■ **Referring expression data**
--------

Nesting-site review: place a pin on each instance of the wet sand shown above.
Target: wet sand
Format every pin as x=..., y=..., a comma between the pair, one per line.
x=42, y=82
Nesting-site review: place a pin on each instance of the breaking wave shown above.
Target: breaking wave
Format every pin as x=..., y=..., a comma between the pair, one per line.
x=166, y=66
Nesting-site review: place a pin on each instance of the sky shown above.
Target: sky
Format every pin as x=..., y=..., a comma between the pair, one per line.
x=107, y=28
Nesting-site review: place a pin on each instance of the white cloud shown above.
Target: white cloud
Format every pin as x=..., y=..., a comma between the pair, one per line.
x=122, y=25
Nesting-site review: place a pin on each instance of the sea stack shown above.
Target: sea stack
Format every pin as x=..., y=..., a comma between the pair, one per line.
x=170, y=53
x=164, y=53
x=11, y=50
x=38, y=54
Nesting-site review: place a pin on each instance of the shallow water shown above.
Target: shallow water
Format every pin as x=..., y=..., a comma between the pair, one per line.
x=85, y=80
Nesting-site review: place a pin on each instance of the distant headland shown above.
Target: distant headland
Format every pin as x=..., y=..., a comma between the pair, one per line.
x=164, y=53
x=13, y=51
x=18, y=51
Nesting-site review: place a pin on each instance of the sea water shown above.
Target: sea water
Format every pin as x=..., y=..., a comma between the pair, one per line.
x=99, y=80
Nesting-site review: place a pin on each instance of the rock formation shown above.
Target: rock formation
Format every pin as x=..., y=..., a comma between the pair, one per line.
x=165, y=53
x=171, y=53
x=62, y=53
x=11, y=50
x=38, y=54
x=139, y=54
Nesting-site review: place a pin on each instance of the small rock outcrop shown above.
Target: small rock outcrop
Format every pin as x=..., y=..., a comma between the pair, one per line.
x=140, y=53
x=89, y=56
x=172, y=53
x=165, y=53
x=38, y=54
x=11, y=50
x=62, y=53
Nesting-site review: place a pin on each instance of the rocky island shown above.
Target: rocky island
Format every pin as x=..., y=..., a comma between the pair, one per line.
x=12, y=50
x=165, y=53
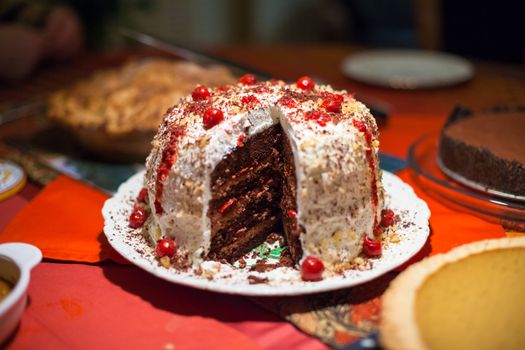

--------

■ **Assigned task**
Write out the whole of the data exactly; the pictures stay out.

■ **Answer to the problem**
Nesting-site review: place a pin on each instance of the wet sand shown above.
Target: wet sand
Format every pin as x=..., y=..., a comma between the pair, one per line.
x=42, y=82
Nesting-site review: place a pin on each instance of the breaking wave shown above.
Target: breaking wave
Format every pin as x=..., y=..., a comma between the pair, one per line.
x=166, y=66
Nesting-site review: place a pin on each instance of the sky shown above.
Target: sky
Format every pin as x=..., y=..., a comma between the pair, one per line.
x=107, y=28
Nesting-site review: place a pin on each instance of the white cloud shown above.
Target: white cloud
Format every pin as x=..., y=..., a comma between the pair, one per line.
x=122, y=25
Nesting-site review: place a pin on each instance of the sea stack shown above.
Target: sea stack
Format every pin as x=..., y=..., a comma between the pair, one per line.
x=170, y=53
x=164, y=53
x=11, y=50
x=38, y=54
Nesting-site review: place a pin on each instance of the shallow water shown above.
Target: shallow water
Format every pin as x=..., y=..., a comma between the pair, one per line.
x=85, y=80
Nesting-site review: place a pin on each instance of the distant headland shown above.
Target: distant headland
Format every pin as x=..., y=..., a comma between the pair, one per line.
x=164, y=53
x=13, y=51
x=18, y=51
Nesting-site review: place a pin on each instance of the sea water shown above.
Target: sea water
Format every pin as x=..., y=..., a comma between the pair, one per line.
x=99, y=80
Nesting-site review: place a pin on each instance of the rock formation shown above.
Target: rock formation
Format every pin as x=..., y=..., a comma between the pair, one per line.
x=165, y=53
x=171, y=53
x=62, y=53
x=11, y=50
x=38, y=54
x=139, y=54
Nesting-site review: place a pin on each instance of the small rock outcrop shown above.
Target: small rock outcrop
Format every pin as x=..., y=..., a comma between the pair, one per line.
x=140, y=53
x=89, y=56
x=172, y=53
x=165, y=53
x=38, y=54
x=11, y=50
x=62, y=53
Nesting-site review: place a pin on each instance of the rocky island shown above.
Target: rocky island
Format every pin as x=..., y=..., a comma between the pair, one per line.
x=12, y=50
x=165, y=53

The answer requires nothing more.